The task: Return each line in the records below that contains the word "fence", matching case exactly.

## Begin Material

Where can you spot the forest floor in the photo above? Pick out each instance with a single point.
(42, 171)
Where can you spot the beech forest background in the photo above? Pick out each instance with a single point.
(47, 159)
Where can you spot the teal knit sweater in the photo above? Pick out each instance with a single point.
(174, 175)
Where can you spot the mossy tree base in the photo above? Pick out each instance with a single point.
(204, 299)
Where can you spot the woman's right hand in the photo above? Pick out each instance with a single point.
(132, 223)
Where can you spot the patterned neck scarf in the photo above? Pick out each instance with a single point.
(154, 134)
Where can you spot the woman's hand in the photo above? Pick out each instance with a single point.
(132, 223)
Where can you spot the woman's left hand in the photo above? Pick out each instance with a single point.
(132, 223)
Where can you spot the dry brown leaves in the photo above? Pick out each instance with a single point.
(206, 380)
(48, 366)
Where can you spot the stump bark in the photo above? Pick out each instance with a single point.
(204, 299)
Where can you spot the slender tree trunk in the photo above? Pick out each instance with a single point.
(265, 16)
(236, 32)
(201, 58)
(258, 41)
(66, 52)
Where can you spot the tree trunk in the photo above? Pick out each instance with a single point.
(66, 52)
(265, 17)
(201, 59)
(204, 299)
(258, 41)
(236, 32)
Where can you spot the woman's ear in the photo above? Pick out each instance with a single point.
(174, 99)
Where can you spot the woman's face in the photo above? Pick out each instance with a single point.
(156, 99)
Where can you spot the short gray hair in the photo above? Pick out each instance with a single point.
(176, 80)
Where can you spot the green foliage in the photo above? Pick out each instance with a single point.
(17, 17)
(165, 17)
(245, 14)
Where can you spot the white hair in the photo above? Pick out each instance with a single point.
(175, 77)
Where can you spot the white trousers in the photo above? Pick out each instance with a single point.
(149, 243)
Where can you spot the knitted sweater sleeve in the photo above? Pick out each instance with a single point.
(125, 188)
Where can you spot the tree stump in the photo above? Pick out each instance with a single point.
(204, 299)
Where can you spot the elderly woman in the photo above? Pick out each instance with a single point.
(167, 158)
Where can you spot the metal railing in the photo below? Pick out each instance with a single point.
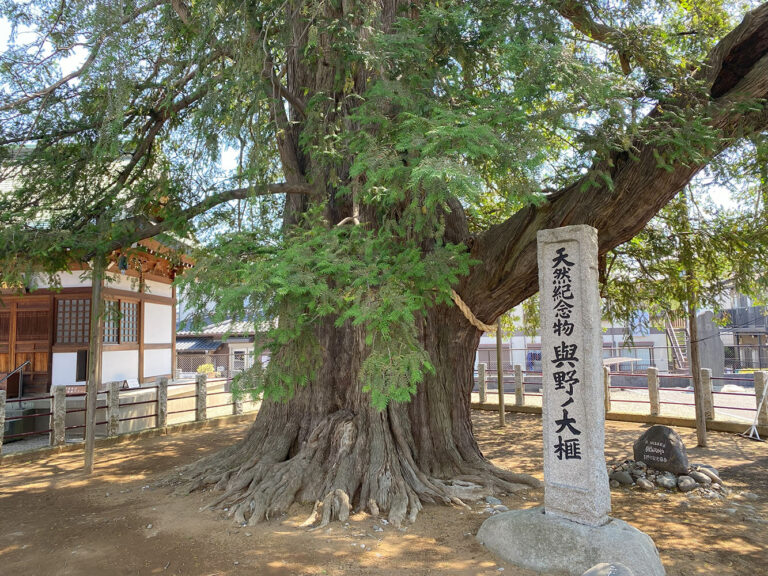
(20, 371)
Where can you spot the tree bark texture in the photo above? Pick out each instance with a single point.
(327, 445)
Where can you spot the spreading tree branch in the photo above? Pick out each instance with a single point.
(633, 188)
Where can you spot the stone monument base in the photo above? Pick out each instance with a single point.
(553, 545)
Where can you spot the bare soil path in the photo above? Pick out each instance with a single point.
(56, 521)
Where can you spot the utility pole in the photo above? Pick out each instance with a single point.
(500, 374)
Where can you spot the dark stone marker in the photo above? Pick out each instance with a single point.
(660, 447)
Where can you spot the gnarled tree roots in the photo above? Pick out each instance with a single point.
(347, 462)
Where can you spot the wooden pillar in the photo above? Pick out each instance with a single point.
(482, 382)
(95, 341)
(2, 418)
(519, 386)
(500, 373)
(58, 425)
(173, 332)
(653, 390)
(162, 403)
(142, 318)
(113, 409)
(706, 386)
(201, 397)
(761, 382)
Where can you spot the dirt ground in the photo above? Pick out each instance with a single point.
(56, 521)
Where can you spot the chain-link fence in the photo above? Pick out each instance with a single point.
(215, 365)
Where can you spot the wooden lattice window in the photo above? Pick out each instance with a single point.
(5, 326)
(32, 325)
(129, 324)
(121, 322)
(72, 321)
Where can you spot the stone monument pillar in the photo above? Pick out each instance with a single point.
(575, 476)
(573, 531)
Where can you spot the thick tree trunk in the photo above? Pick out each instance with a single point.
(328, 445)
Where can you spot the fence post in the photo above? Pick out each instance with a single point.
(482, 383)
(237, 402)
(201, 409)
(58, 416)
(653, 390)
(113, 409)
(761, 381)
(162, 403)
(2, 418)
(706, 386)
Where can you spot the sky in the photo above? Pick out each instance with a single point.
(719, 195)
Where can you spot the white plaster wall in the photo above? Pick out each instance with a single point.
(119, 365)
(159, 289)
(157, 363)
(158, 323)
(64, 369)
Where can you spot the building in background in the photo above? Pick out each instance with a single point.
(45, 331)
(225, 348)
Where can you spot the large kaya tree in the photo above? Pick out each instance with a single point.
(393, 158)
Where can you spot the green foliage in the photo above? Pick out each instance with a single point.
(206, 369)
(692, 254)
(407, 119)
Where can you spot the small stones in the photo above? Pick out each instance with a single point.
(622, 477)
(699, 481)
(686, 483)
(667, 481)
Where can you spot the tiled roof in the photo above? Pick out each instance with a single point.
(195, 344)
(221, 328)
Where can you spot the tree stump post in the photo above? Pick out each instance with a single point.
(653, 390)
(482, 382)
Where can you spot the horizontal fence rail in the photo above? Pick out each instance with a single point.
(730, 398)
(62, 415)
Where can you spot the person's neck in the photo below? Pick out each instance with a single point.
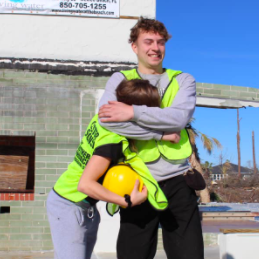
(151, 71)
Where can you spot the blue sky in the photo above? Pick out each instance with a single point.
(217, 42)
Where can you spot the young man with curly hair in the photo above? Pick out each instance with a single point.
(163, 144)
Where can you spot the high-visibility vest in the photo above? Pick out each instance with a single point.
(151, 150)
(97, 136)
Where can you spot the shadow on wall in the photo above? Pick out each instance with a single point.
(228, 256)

## End Material
## Begin Material

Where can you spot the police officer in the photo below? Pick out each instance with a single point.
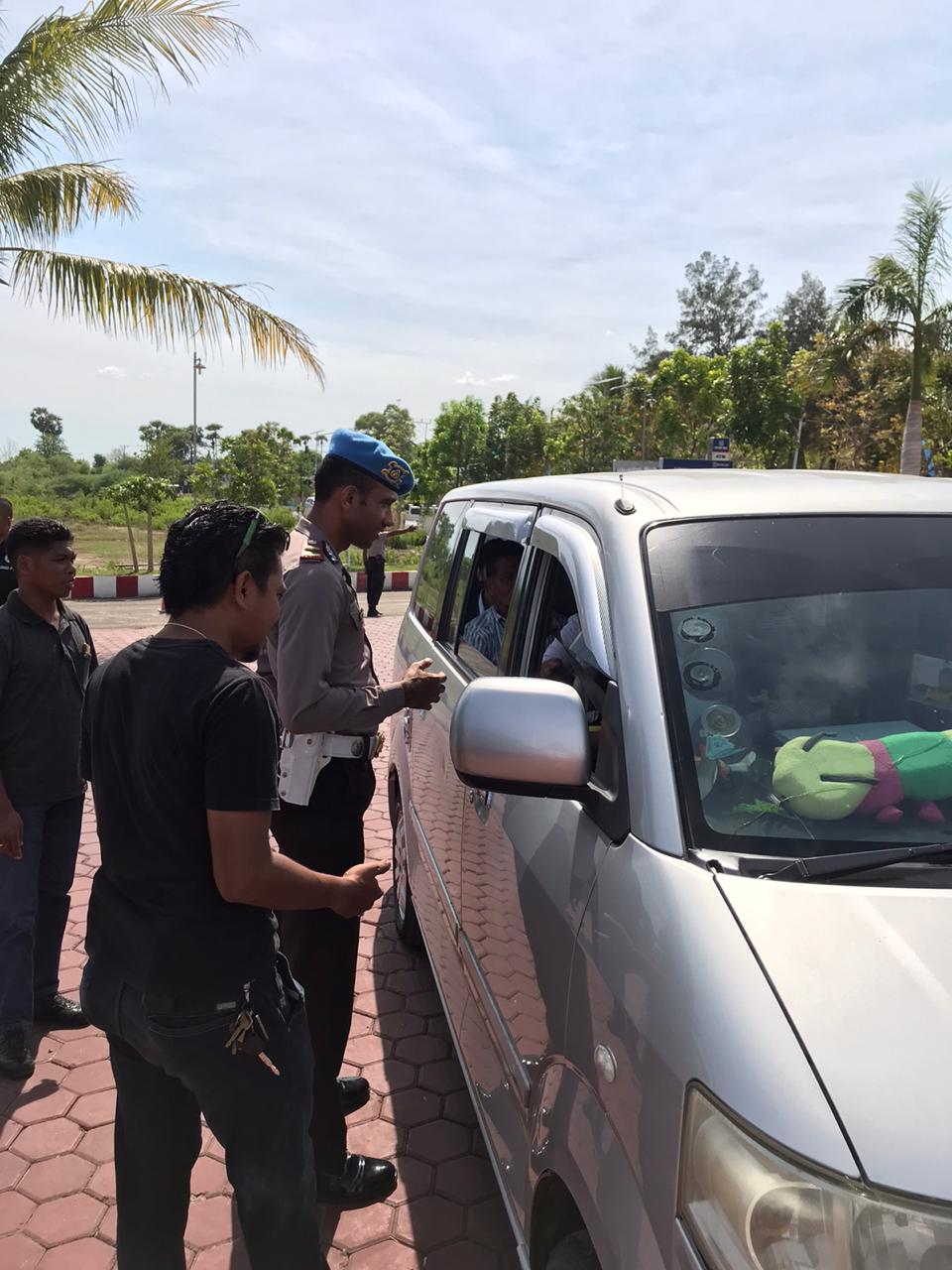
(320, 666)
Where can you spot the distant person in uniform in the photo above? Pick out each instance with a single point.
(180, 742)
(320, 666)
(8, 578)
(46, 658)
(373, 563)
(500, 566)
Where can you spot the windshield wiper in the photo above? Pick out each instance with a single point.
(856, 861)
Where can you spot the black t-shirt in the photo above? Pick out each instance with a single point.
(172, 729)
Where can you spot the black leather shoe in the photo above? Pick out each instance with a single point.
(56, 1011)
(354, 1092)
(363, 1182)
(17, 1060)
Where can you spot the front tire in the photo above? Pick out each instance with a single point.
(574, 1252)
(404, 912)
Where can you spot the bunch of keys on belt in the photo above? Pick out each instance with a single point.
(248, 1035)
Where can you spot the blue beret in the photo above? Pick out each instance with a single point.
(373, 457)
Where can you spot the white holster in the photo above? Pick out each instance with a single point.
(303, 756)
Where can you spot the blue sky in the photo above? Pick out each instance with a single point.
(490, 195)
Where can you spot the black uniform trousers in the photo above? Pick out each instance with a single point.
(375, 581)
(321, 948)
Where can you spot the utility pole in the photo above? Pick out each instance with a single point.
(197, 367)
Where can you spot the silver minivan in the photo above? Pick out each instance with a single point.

## End Material

Solution to the problem:
Where can you spot the chain-link fence in the photo above? Pick out each instance with a single point.
Where can you spot the fence post in the photo above? Pick out each instance with a single point.
Where can you spot the horizontal fence rail in the photo above? Pick out each instance with a single point.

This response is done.